--- DOCUMENT PASSAGE ---

I’m sitting at work minding my own business and one of the nurses asks “whats wrong?”. I try to convince her (and myself) that nothing is wrong…. She probes a little and finally I come to the realization that I, yes, me . . . dont laugh. . .
Well, I guess that I’m feeling a little homesick.
When your patients start reminding you of people at home, you should know that there is a reason. I had a young man for a patient last night that reminded me so very much of my brother Donnie. I just wanted to give him a hug and tell him to make the right decision for once in his life…just like I would like to do with Donnie. Weird, I guess. He really bothered me…ended up leaving AMA and I tried at first to get him to stay and then I just “couldn’t”. I couldn’t deal with it….he hit me way to close to home and I could barley talk to him, to convince him to stay for the needed treatment.
Then tonight I have a patient who is having some family problems. Fighting…yelling…cursing. The patient is depressed and feels like her family is taking things from her that are rightfully hers. She reminds me so much of my grandma. I can just see my uncle taking the same sort of advantage of grandma and it makes me so mad and so sad at the same time. I want to take matters into my own hands (like I would if it were grandma) and deal with all the idiot family members!!
Well, having written this, I guess that i feel a little better.

Data records
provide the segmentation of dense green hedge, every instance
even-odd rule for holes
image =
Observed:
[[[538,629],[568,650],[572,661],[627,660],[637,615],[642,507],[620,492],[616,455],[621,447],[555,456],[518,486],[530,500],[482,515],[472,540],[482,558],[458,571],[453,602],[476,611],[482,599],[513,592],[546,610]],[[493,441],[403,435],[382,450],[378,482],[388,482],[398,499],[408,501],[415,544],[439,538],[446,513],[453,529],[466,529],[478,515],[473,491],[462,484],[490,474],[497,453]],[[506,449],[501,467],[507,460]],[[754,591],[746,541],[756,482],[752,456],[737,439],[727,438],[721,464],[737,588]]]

--- TASKS FOR THIS EXERCISE ---
A. Using the post about homesickness above, decide whether each statement agrees with it: (i) the young patient from last night reminded the writer of a brother named Donnie; (ii) the writer persuaded the young man to stay for treatment; (iii) tonight's patient reminds the writer of an aunt. Answer yes or no for each and quote the deciding words.
B. Reproduce the post about homesickness word for word, everything from "I’m sitting at" down to "a little homesick.".

--- TASK ANSWERS ---
A.
(i) Yes: "reminded me so very much of my brother Donnie."
(ii) No: "ended up leaving AMA"
(iii) No: "She reminds me so much of my grandma."

B.
I’m sitting at work minding my own business and one of the nurses asks “whats wrong?”. I try to convince her (and myself) that nothing is wrong…. She probes a little and finally I come to the realization that I, yes, me . . . dont laugh. . .
Well, I guess that I’m feeling a little homesick.